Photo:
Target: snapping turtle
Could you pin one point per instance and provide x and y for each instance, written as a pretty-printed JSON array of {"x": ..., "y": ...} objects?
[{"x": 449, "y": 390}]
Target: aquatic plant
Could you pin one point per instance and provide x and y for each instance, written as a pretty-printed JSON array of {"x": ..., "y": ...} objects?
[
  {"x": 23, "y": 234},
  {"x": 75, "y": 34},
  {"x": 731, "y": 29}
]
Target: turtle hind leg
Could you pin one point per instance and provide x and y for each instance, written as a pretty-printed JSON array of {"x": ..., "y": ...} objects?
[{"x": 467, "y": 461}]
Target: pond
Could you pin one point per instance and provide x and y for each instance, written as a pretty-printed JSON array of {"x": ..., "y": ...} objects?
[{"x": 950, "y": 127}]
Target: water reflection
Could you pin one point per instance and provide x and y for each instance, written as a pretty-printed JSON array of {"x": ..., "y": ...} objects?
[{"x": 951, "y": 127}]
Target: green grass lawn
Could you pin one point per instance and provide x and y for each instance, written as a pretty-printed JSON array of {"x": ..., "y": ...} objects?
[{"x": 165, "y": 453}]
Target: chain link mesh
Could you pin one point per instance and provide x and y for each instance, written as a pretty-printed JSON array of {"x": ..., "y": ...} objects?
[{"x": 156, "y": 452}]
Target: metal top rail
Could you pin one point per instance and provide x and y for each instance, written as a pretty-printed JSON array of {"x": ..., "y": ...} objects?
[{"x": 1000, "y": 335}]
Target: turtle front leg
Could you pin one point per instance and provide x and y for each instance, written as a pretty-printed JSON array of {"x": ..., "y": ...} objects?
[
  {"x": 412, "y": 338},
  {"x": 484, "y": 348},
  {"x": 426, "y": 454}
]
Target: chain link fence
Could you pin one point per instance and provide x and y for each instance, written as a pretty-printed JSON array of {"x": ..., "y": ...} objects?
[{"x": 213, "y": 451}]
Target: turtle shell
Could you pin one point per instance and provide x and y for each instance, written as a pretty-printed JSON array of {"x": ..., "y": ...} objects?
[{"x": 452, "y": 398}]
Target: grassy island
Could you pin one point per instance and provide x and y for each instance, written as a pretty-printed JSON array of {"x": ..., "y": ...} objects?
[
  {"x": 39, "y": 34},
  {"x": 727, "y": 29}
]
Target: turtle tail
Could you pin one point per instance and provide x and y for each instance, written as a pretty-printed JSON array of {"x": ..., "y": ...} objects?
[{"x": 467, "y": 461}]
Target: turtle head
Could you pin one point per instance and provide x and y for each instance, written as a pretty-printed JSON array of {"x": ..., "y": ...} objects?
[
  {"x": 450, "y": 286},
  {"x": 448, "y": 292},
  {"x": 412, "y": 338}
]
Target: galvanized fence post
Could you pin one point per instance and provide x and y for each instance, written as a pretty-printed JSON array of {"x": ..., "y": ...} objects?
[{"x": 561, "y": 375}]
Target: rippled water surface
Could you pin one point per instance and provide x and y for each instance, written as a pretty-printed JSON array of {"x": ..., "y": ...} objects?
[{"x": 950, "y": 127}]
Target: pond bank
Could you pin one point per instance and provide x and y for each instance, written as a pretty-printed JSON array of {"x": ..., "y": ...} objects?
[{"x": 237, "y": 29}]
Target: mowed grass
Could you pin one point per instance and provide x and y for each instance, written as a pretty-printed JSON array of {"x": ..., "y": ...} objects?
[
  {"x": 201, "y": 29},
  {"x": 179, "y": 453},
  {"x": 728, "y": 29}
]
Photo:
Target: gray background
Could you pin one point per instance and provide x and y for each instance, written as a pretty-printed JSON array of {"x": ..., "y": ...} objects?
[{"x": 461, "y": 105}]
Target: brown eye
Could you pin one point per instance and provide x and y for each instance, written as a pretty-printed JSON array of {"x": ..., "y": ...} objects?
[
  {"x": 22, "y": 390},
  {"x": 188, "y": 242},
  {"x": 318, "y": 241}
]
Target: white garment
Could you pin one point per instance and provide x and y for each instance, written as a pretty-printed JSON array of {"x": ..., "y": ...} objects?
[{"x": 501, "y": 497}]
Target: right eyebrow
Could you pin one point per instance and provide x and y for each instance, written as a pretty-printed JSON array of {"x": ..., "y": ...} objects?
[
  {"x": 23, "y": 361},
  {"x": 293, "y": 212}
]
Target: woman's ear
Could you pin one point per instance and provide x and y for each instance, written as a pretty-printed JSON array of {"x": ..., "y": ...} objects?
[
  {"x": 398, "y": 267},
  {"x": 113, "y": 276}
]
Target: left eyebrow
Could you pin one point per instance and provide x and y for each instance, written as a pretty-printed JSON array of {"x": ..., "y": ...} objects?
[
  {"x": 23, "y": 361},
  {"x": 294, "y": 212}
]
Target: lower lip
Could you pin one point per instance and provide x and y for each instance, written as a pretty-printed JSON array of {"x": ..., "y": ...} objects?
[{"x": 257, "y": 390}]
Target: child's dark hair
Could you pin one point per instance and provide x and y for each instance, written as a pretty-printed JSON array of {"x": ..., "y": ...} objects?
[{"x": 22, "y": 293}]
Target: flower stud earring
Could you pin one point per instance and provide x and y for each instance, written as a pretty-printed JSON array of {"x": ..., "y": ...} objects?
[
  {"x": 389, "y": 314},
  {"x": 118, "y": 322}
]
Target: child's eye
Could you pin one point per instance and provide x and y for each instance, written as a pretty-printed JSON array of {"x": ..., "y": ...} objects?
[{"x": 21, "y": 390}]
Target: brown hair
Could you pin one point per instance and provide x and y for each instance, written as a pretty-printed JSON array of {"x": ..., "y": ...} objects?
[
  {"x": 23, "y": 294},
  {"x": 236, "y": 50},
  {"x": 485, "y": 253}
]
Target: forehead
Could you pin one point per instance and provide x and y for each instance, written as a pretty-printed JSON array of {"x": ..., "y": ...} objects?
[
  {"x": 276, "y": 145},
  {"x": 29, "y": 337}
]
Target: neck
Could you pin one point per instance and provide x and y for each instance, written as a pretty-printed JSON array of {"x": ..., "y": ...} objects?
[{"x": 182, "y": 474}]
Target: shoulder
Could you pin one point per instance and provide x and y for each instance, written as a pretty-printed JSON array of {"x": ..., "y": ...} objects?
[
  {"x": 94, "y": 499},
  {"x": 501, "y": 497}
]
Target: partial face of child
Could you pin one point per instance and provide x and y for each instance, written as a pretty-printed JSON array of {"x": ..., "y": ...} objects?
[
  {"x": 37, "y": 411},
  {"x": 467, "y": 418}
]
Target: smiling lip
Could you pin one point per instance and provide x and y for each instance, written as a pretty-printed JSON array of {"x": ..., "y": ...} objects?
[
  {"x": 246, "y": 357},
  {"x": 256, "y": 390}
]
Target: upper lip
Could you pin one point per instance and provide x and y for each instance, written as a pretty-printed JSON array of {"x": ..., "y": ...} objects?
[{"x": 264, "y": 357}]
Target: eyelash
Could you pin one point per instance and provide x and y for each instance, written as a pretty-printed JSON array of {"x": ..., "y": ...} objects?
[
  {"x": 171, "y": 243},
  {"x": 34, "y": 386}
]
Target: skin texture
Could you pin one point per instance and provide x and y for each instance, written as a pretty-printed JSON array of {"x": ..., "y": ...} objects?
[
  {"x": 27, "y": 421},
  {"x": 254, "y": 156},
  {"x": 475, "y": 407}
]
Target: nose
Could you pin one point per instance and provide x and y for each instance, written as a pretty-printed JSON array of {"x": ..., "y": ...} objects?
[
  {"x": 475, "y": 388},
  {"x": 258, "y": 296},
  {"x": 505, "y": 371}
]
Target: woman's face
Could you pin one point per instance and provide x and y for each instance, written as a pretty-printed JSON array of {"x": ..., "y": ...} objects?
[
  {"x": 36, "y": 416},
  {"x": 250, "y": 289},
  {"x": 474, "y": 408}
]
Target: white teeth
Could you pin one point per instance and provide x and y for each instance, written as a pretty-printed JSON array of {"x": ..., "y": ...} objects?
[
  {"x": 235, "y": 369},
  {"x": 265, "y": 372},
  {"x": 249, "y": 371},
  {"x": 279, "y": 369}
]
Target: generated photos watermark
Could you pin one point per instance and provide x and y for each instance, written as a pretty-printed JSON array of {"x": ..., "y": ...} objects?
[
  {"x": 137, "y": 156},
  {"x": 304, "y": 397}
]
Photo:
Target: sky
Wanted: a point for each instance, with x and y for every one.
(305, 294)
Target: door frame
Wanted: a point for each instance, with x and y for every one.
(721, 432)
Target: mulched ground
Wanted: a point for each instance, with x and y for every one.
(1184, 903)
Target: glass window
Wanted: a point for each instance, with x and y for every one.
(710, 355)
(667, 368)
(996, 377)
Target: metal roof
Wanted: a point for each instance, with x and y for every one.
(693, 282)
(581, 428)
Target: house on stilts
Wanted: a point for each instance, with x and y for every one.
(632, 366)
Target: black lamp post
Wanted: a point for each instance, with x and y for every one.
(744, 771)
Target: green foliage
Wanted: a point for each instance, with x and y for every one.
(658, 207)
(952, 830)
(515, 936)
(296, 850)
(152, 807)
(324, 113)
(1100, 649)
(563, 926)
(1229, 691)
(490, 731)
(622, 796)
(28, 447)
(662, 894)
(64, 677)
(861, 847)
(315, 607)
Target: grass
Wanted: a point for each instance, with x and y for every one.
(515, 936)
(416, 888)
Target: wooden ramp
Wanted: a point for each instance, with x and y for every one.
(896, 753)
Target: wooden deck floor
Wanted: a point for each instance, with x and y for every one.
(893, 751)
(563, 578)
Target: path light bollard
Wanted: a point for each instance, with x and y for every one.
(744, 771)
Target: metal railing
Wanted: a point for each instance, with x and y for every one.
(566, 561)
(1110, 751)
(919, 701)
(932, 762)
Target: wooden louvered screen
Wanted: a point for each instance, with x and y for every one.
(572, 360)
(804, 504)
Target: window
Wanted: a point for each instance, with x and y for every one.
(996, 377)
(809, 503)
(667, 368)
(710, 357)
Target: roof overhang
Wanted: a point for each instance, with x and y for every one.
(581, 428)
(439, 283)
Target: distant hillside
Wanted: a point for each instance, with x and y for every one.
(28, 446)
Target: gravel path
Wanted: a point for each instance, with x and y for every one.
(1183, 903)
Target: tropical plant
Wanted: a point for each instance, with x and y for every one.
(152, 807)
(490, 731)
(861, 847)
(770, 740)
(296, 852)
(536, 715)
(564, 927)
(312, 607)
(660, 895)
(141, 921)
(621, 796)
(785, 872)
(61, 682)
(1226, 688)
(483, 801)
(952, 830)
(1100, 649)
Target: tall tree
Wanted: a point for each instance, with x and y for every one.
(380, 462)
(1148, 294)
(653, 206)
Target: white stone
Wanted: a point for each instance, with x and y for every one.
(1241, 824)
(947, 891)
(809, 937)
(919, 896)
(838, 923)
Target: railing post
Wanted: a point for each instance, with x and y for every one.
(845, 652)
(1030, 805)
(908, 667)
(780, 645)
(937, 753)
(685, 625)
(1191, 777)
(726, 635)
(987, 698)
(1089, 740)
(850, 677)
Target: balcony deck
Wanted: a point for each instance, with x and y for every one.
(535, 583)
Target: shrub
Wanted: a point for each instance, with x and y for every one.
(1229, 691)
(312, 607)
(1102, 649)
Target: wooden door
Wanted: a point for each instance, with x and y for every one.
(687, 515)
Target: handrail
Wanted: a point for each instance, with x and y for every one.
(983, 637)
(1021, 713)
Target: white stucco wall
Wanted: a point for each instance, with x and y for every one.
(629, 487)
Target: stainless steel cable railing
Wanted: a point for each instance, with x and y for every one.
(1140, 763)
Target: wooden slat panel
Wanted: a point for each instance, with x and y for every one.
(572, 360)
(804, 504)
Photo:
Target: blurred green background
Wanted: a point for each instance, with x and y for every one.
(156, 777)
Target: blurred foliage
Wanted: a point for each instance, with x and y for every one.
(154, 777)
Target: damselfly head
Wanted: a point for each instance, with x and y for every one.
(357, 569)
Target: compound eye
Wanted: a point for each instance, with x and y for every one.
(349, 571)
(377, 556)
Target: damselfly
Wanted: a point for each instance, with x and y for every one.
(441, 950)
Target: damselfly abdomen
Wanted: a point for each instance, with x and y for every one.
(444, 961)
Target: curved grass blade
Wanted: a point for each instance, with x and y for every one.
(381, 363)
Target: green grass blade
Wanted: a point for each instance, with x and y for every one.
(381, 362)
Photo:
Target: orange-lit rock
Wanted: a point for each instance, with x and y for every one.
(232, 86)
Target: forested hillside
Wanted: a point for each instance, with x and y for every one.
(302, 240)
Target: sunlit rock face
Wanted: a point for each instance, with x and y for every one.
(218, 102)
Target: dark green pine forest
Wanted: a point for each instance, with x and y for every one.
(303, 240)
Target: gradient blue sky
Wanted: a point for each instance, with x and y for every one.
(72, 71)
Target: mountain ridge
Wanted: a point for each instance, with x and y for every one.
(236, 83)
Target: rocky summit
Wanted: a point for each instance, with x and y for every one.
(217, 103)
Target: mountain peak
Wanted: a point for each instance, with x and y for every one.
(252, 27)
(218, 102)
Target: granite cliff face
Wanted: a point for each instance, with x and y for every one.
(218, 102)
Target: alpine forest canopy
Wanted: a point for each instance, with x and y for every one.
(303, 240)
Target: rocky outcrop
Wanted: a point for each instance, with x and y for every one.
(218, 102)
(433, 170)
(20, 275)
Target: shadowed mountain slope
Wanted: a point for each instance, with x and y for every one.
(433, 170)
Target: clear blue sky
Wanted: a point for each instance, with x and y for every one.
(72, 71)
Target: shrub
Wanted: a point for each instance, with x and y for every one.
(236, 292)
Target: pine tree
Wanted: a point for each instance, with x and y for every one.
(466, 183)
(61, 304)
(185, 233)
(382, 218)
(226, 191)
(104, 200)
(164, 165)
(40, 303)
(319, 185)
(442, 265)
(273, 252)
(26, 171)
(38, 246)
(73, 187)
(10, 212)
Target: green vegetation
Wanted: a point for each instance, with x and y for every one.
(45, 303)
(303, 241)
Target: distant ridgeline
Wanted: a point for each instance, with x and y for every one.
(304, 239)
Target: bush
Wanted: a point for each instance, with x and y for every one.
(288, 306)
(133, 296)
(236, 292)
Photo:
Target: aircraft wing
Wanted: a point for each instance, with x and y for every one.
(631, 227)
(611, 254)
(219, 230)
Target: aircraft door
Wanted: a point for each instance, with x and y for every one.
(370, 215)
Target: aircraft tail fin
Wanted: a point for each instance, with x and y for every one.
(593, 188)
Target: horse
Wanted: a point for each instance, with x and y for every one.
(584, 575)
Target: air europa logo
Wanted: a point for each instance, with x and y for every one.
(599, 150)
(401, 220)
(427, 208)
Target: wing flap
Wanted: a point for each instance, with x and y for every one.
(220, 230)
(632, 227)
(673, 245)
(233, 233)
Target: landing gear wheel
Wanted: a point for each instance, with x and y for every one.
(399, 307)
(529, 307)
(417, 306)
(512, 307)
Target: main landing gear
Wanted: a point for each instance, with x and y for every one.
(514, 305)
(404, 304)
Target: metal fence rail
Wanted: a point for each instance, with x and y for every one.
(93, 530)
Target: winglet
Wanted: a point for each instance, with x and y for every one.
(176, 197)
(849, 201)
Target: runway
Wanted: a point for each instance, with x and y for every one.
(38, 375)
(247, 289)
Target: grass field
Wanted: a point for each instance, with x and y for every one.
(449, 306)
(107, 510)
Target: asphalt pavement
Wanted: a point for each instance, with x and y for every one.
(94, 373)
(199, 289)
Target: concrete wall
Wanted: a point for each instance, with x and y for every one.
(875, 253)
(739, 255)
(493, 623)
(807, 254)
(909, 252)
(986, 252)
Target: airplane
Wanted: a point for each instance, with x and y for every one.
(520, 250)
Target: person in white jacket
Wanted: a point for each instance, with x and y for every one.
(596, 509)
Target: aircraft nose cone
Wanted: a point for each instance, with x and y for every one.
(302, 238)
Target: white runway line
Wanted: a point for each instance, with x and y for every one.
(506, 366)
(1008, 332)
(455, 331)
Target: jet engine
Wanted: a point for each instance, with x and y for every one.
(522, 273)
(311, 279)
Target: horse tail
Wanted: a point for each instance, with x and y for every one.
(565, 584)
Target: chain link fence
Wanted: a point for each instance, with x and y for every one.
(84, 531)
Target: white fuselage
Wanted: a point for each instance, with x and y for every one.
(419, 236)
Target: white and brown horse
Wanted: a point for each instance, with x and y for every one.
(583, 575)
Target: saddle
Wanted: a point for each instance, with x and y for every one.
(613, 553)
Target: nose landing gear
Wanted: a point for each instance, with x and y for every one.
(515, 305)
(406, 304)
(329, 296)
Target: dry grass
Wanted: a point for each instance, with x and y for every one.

**WHAT IS NEEDED:**
Please transcribe the data above without changes, from its first line to its "Target: aquatic plant" line, and leave out anything past that.

**RESPONSE TO THE TASK:**
Photo:
Target: snapping turtle
Could you pin one point per instance and provide x and y for each instance, written as a pretty-printed JSON array of {"x": ..., "y": ...} objects?
[{"x": 449, "y": 390}]
Target: aquatic plant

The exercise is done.